# DIRECTION:
Copy the listing below line for line, changing nothing.

--- --- ---

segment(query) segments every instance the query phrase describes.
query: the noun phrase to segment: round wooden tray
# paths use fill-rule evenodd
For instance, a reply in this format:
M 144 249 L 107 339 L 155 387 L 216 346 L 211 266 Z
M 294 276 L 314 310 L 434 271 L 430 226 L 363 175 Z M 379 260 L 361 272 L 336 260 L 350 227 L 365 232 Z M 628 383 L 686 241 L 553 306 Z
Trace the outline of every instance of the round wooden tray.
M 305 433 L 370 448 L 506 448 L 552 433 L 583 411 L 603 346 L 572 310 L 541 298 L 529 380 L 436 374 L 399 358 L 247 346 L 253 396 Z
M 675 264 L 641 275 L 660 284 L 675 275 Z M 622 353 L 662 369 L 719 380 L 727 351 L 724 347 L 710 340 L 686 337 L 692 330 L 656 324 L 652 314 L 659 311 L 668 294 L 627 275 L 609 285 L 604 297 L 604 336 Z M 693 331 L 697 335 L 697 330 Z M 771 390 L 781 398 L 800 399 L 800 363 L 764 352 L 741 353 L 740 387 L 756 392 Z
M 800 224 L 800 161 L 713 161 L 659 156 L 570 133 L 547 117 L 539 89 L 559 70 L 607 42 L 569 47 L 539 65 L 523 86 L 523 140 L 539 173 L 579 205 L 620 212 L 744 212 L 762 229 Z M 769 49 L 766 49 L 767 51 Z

--- --- ---

# REPLY:
segment(query) segments every instance the query phrase describes.
query: the noun phrase to segment: round wooden tray
# paths use fill-rule evenodd
For instance, a reply in this format:
M 144 249 L 107 339 L 155 387 L 216 346 L 211 266 Z
M 294 276 L 314 310 L 434 271 L 430 226 L 363 175 Z M 379 260 L 361 272 L 336 260 L 350 227 L 365 232 Z M 628 383 L 686 241 L 553 306 Z
Trace the outline of every instance of the round wooden tray.
M 305 433 L 370 448 L 506 448 L 552 433 L 583 411 L 603 346 L 572 310 L 541 298 L 529 380 L 436 374 L 399 358 L 247 346 L 253 396 Z
M 675 264 L 641 275 L 660 284 L 675 275 Z M 622 353 L 662 369 L 719 380 L 727 351 L 724 347 L 710 340 L 686 337 L 692 330 L 656 324 L 652 314 L 659 311 L 668 294 L 627 275 L 609 285 L 604 297 L 604 336 Z M 693 331 L 697 335 L 697 330 Z M 771 390 L 781 398 L 800 399 L 800 363 L 764 352 L 741 353 L 740 387 L 756 392 Z
M 800 224 L 800 161 L 713 161 L 659 156 L 570 133 L 547 117 L 539 89 L 559 70 L 607 42 L 569 47 L 539 65 L 523 86 L 523 140 L 539 173 L 579 205 L 620 212 L 744 212 L 762 229 Z M 769 49 L 766 49 L 767 51 Z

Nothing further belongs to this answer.